◆ Text extract ◆
########

- Abbreviation: BJP
- President: Tashi Gyalson Kachu
- Founder: Bharatiya Janata Party
- Founded: 20 July 2020 (6 years ago)
- Split from: BJP Jammu and Kashmir
- Preceded by: Bharatiya Janata Party (Jammu and Kashmir unit)
- Headquarters: BJP Office, Tayary Rong, Near HB Housing Colony, Choklamsar Road, Leh, Ladakh - 194101
- Newspaper: Kamal Sandesh
- Youth wing: Bharatiya Janata Yuva Morcha
- Women's wing: BJP Mahila Morcha
- Labour wing: Bharatiya Mazdoor Sangh
- Peasant's wing: Bharatiya Kisan Sangh
- Ideology: Hindutva; Integral humanism; Conservatism; Regional interests;
- Political position: Right-wing
- International affiliation: International Democrat Union; Asia Pacific Democrat Union;
- Colours: Saffron
- Alliance: National Democratic Alliance;
- Seats in Rajya Sabha: 0
- Seats in Lok Sabha: 0 / 1
- Seats in Ladakh Autonomous Hill Development Council, Leh: 16 / 30
- Seats in Ladakh Autonomous Hill Development Council, Kargil: 2 / 30

Election symbol
- Lotus

Party flag

Website
- www.bjp.org/ladakh-state-office

= Bharatiya Janata Party, Ladakh =

Ladakh affiliate of the Bharatiya Janata Party

The Bharatiya Janata Party – Ladakh (/hi/; lit. 'Indian People's Party'), commonly known as BJP Ladakh, is the Ladakh union territory unit of the Bharatiya Janata Party. It was established as an independent union territory unit following the formation of the Union Territory of Ladakh in 2019. The Ladakh unit is headquartered in Leh. Tashi Gyalson Kachu is the current president of the BJP Ladakh unit, having assumed office in July 2025.

########

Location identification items
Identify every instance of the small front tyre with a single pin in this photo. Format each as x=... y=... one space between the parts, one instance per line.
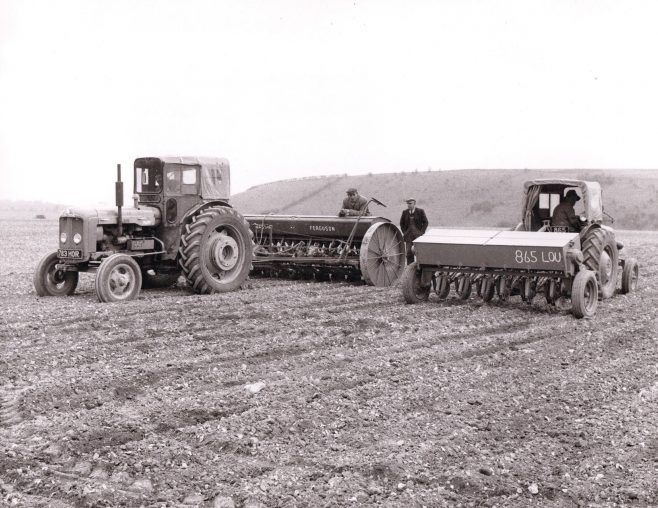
x=584 y=294
x=48 y=281
x=118 y=279
x=629 y=276
x=411 y=289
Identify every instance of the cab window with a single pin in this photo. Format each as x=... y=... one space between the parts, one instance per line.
x=181 y=179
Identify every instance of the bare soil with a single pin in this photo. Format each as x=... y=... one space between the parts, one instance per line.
x=363 y=401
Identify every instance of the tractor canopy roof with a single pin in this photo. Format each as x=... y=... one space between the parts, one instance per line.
x=215 y=174
x=590 y=191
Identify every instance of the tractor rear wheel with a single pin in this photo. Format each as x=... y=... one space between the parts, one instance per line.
x=118 y=279
x=629 y=276
x=584 y=294
x=152 y=279
x=382 y=255
x=602 y=257
x=216 y=250
x=48 y=281
x=411 y=289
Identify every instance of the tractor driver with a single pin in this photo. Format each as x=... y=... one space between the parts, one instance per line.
x=354 y=205
x=564 y=214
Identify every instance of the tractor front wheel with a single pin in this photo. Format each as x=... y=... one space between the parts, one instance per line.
x=49 y=281
x=118 y=279
x=411 y=289
x=152 y=279
x=629 y=276
x=584 y=294
x=216 y=250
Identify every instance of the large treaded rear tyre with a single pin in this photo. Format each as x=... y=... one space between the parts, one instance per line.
x=411 y=289
x=216 y=251
x=48 y=281
x=584 y=294
x=602 y=257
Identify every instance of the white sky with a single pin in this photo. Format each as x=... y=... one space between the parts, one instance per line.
x=297 y=88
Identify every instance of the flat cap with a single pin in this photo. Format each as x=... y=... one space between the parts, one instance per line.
x=572 y=194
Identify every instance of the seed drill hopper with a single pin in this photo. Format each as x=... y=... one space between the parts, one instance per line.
x=361 y=247
x=580 y=263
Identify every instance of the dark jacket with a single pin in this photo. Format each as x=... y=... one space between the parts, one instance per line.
x=565 y=215
x=413 y=225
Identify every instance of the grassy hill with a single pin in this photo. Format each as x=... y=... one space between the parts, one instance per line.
x=455 y=198
x=10 y=209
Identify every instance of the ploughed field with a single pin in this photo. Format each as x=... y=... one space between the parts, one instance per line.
x=302 y=393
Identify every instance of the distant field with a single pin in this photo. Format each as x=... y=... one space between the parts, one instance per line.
x=455 y=198
x=366 y=401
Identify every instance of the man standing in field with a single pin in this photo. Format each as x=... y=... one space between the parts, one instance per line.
x=564 y=214
x=413 y=224
x=354 y=205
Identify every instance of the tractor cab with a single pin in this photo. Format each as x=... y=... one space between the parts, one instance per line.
x=176 y=184
x=541 y=197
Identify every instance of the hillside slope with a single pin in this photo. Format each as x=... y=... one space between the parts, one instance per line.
x=455 y=198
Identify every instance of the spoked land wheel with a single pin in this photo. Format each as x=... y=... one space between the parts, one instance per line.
x=463 y=286
x=48 y=281
x=442 y=285
x=584 y=294
x=382 y=257
x=411 y=289
x=488 y=288
x=602 y=257
x=216 y=251
x=629 y=276
x=551 y=290
x=154 y=279
x=528 y=290
x=118 y=279
x=503 y=288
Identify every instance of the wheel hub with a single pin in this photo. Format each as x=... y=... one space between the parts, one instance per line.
x=120 y=280
x=224 y=252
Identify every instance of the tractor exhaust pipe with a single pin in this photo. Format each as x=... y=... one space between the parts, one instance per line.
x=118 y=190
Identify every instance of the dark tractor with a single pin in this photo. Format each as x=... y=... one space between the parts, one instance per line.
x=182 y=224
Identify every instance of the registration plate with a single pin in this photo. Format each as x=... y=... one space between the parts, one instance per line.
x=69 y=253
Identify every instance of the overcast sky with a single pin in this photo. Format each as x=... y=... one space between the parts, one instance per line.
x=297 y=88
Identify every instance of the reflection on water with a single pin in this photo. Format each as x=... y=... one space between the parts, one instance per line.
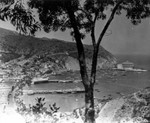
x=104 y=87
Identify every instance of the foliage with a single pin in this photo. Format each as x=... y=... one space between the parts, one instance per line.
x=81 y=18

########

◆ Directions ◆
Answer these questions from the BJP Ladakh profile:
1. Which newspaper is listed for the party?
2. What is the party's election symbol?
3. In what month and year did Tashi Gyalson Kachu take office as president of the unit?
The listing plays no part in this work.

◆ Task answer ◆
1. Kamal Sandesh
2. Lotus
3. July 2025